# [JOB A]
In the forum thread on shot sizes below, list each kind of game named in the list of loads posted by Fowlmouth.
# [JOB B]
Copy word for word the portion of the forum thread on shot sizes below that runs from "Also, I recommend" to "(Sep 25, 2007)".

# [PASSAGE SHOWN]
++++++

Welcome to the Forum FootinUT!!

You came to the right place to get questions answered about shot sizes for birds in Utah.

Also, I recommend checking out the UWN search engine, there's lots of old posts to draw bird hunting info from.

Good luck.


----------



## guner (Sep 25, 2007)

Good advice...... To me the best all around versatile shot size in lead is 6 shot and for steel is 2 shot. I know some work better in different situations, but I think it would be safe to say those sizes are 2 good general (ready for anything shot size) now the 6 is heavy for doves and the like but ok for about all other "upland"
I have dropped by far more geese with 2 shot then BB or any other, of course thats decoying them in.


----------



## Fowlmouth (Oct 4, 2008)

This is what I generally shoot at birds.......
ducks #2 2 3/4" 1 1/8 oz. shot steel 
geese #2 3" magnum 1 1/4 oz. shot steel
doves #7 1/2 shot 1 oz. shot lead 
chukar #6 shot 1 1/8 oz. shot lead 
forest grouse #6 or 7 1/2 shot 1 or 1 1/8 oz lead
rabbits #6 or 7 1/2 shot lead
pheasants #6 1 1/8 oz. shot lead
I've never had much use for the 3 1/2" loads, I have guns that will shoot them but for the extra cost I don't think they are worth it. I know guys will disagree. JMO


----------



## FootinUT (Jul 9, 2010)

guner said:


> Good advice...... To me the best all around versatile shot size in lead is 6 shot and for steel is 2 shot. I know some work better in different situations, but I think it would be safe to say those sizes are 2 good general (ready for anything shot size) now the 6 is heavy for doves and the like but ok for about all other "upland"
> I have dropped by far more geese with 2 shot then BB or any other, of course thats decoying them in.

++++++

# [EXTRACTED ENTRIES]
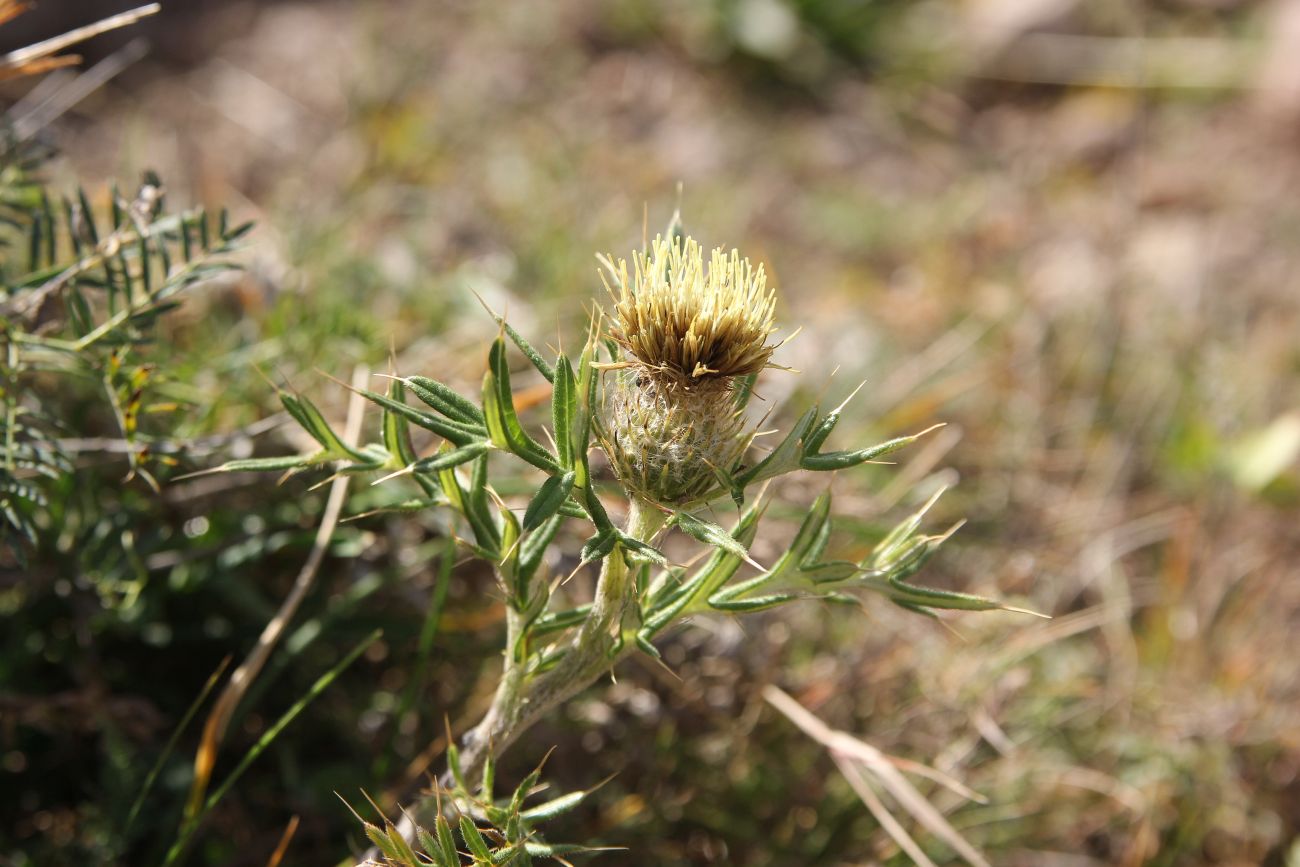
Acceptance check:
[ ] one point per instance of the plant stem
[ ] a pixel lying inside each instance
(520, 702)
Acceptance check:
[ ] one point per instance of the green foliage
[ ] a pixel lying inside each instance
(78, 313)
(476, 828)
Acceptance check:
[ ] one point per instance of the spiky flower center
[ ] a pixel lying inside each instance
(693, 319)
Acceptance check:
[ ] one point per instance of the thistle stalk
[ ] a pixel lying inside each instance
(520, 702)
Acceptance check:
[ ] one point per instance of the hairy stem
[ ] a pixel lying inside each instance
(520, 702)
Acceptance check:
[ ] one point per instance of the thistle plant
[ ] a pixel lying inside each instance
(662, 389)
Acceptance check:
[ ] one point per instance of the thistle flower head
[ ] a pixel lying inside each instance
(693, 319)
(690, 326)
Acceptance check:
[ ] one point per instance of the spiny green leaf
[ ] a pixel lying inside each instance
(752, 605)
(710, 534)
(533, 547)
(475, 840)
(450, 430)
(784, 458)
(555, 807)
(397, 436)
(272, 464)
(451, 458)
(843, 459)
(563, 412)
(599, 546)
(445, 399)
(549, 498)
(502, 420)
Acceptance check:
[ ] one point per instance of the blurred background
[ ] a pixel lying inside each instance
(1067, 228)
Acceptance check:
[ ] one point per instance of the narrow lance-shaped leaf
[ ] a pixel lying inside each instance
(450, 430)
(397, 436)
(549, 498)
(784, 458)
(843, 459)
(563, 411)
(524, 346)
(475, 840)
(710, 534)
(445, 399)
(499, 414)
(313, 423)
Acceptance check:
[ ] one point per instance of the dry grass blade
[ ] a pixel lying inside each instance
(21, 59)
(858, 781)
(845, 746)
(215, 728)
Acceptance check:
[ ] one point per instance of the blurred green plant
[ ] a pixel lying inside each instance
(78, 310)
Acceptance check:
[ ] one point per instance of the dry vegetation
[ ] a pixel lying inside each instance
(1086, 268)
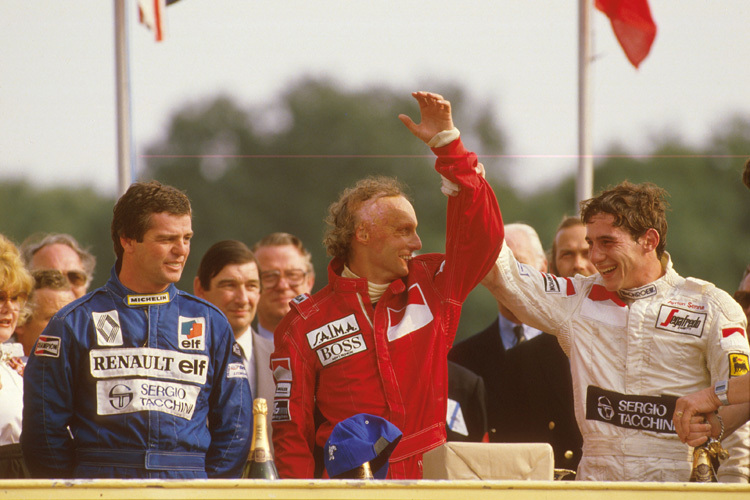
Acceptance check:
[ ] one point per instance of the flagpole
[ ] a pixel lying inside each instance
(122, 81)
(585, 178)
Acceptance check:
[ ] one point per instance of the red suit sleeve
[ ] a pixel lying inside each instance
(292, 420)
(474, 232)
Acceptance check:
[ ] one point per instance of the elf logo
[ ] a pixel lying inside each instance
(192, 334)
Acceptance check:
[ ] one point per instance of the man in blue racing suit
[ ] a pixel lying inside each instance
(139, 379)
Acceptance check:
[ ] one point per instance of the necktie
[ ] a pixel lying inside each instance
(518, 332)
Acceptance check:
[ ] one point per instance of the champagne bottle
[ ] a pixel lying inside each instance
(260, 462)
(364, 471)
(703, 471)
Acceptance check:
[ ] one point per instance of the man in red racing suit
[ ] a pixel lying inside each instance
(375, 339)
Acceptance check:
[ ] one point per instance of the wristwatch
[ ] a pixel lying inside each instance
(720, 389)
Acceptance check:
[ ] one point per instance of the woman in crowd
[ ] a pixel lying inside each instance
(15, 286)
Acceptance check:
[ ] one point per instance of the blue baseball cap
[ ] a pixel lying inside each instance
(358, 439)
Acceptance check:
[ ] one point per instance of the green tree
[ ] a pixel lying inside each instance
(246, 181)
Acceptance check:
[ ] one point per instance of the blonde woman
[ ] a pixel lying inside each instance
(15, 286)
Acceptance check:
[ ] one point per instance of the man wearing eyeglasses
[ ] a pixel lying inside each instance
(375, 339)
(286, 271)
(51, 292)
(63, 253)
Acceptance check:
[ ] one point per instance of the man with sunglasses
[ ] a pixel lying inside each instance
(63, 253)
(52, 291)
(286, 271)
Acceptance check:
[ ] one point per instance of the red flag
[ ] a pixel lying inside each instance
(151, 13)
(633, 26)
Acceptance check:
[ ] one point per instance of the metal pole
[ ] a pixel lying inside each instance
(585, 179)
(122, 80)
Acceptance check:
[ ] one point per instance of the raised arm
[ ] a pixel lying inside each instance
(435, 116)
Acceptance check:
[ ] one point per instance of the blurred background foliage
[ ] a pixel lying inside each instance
(250, 171)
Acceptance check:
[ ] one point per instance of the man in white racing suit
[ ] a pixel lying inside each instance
(638, 335)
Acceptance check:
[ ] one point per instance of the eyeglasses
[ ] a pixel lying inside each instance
(49, 278)
(743, 298)
(16, 300)
(294, 277)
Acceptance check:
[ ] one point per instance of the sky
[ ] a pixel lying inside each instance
(57, 74)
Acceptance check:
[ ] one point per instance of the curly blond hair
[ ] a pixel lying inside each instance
(343, 217)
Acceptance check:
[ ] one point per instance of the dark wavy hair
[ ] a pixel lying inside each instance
(635, 207)
(132, 213)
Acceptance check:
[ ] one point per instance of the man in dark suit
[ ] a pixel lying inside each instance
(525, 372)
(467, 405)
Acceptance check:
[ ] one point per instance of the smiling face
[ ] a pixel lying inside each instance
(235, 290)
(151, 265)
(274, 300)
(386, 240)
(11, 303)
(622, 261)
(572, 252)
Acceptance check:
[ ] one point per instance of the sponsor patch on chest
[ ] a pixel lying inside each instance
(148, 362)
(738, 364)
(281, 411)
(107, 325)
(341, 349)
(114, 397)
(629, 411)
(236, 370)
(47, 346)
(282, 369)
(332, 331)
(678, 320)
(148, 300)
(192, 334)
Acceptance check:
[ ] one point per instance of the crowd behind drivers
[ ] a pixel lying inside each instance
(253, 289)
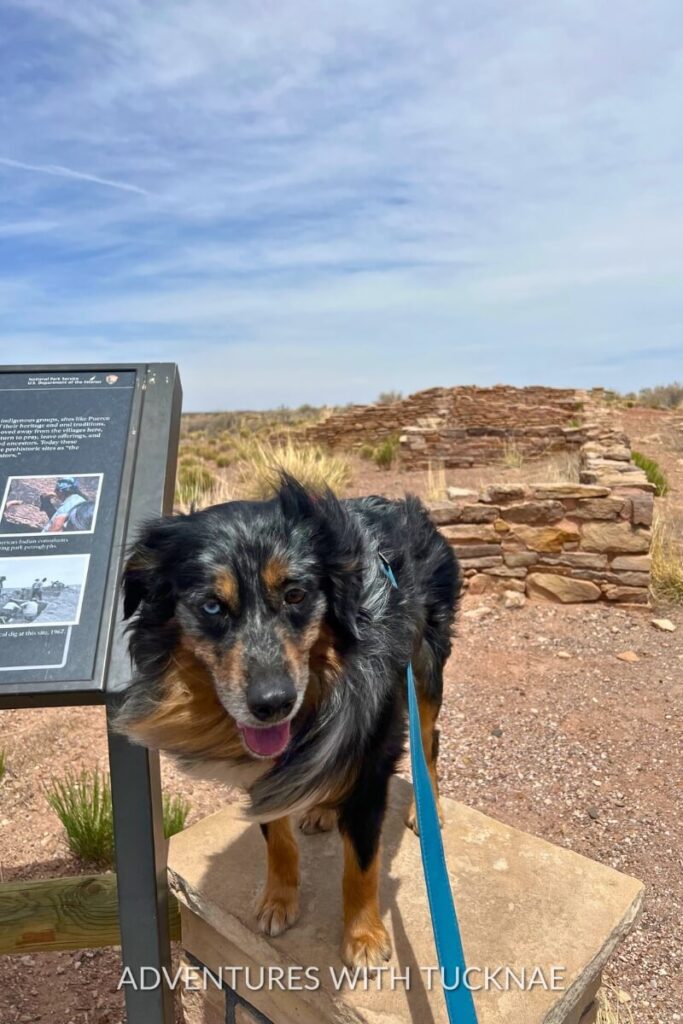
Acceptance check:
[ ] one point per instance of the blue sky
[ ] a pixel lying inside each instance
(317, 201)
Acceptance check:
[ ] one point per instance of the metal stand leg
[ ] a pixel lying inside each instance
(140, 865)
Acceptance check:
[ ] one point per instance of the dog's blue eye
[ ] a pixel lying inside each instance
(212, 607)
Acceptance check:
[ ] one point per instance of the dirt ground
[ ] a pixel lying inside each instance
(544, 727)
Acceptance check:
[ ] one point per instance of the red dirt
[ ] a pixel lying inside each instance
(588, 756)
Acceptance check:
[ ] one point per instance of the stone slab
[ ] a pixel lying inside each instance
(521, 903)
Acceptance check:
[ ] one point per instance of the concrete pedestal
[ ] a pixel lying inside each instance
(541, 920)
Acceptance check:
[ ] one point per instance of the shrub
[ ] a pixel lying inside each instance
(662, 396)
(262, 463)
(388, 397)
(652, 471)
(667, 565)
(83, 804)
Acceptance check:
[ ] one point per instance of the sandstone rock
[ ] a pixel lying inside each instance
(478, 513)
(476, 550)
(479, 584)
(481, 563)
(534, 512)
(518, 559)
(575, 559)
(547, 538)
(482, 611)
(518, 585)
(500, 494)
(505, 570)
(631, 563)
(457, 494)
(632, 595)
(616, 537)
(642, 510)
(626, 579)
(598, 508)
(443, 514)
(561, 588)
(483, 532)
(560, 491)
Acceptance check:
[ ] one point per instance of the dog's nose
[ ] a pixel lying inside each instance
(269, 698)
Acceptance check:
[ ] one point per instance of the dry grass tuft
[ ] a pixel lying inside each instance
(198, 487)
(667, 569)
(613, 1007)
(563, 468)
(435, 485)
(261, 464)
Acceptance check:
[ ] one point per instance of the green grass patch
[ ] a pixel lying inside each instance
(176, 810)
(667, 567)
(83, 804)
(652, 471)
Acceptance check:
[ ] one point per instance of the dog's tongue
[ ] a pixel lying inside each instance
(269, 741)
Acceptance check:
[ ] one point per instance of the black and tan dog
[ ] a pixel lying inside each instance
(270, 651)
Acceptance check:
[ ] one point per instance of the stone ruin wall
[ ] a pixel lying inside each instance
(463, 426)
(565, 542)
(561, 542)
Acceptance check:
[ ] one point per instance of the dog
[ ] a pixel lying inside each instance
(269, 650)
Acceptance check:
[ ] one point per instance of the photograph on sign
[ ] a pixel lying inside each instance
(65, 504)
(44, 590)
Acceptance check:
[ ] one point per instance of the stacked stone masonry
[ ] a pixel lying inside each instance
(565, 542)
(463, 426)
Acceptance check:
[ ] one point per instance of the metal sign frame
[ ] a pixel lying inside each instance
(146, 488)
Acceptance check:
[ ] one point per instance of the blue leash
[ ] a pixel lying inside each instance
(459, 1001)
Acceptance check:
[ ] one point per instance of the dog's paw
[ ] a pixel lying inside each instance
(317, 819)
(367, 947)
(412, 817)
(278, 910)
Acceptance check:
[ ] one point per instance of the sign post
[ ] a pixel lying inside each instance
(87, 454)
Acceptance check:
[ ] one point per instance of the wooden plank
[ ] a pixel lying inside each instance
(76, 912)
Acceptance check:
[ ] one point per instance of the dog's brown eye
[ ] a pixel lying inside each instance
(212, 607)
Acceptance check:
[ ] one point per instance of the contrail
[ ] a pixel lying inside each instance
(66, 172)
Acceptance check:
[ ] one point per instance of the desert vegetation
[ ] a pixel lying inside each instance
(83, 804)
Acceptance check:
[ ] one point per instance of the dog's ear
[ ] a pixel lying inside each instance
(296, 502)
(144, 579)
(339, 548)
(342, 557)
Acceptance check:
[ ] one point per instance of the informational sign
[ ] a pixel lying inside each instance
(69, 455)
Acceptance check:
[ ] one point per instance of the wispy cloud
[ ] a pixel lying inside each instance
(317, 202)
(68, 172)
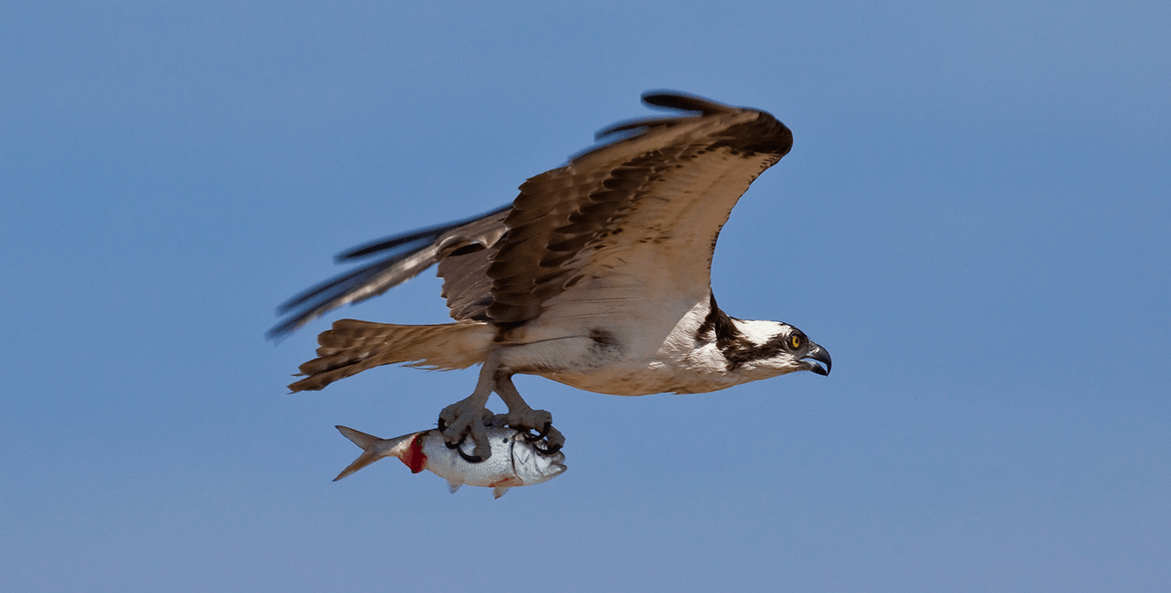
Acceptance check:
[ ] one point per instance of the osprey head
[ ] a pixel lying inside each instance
(774, 348)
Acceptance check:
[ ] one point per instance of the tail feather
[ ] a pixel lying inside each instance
(353, 346)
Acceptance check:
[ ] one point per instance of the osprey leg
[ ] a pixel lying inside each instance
(466, 416)
(521, 416)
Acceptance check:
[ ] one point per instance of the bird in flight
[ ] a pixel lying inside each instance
(597, 275)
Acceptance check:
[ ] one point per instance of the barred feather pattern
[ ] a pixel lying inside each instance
(351, 346)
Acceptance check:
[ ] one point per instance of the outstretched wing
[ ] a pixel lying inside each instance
(635, 220)
(402, 257)
(639, 213)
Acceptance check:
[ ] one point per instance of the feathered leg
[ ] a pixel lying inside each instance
(466, 416)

++++++

# [SOLUTION A]
ducks, geese, doves, chukar, forest grouse, rabbits, pheasants

# [SOLUTION B]
Also, I recommend checking out the UWN search engine, there's lots of old posts to draw bird hunting info from.

Good luck.


----------



## guner (Sep 25, 2007)